STATED PROBLEM: Rewrite every line of the items below, including each request, with each coordinate in the answers at the end multiplied by 1.7 and rounded to the nearest whole number, halves rounded up. Keep the numbers inside the requests and their sample layouts unchanged, and leave the pictures out.

....................

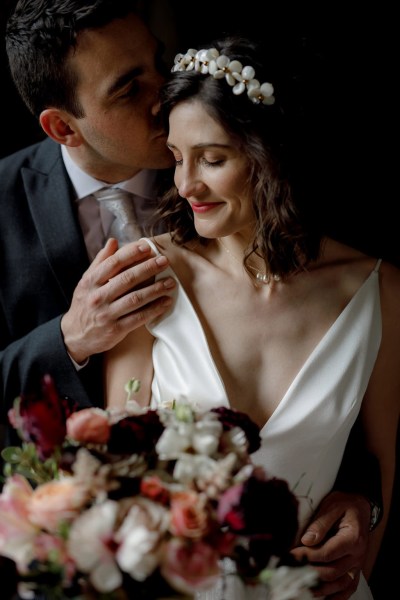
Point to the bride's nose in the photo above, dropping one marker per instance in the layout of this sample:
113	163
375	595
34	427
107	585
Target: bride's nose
189	185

....................

TASK OUTPUT:
Point to the bride's nose in the photo above, dropping one marker per instance in the layout of this sample:
113	163
375	595
34	427
107	585
Target: bride's nose
321	315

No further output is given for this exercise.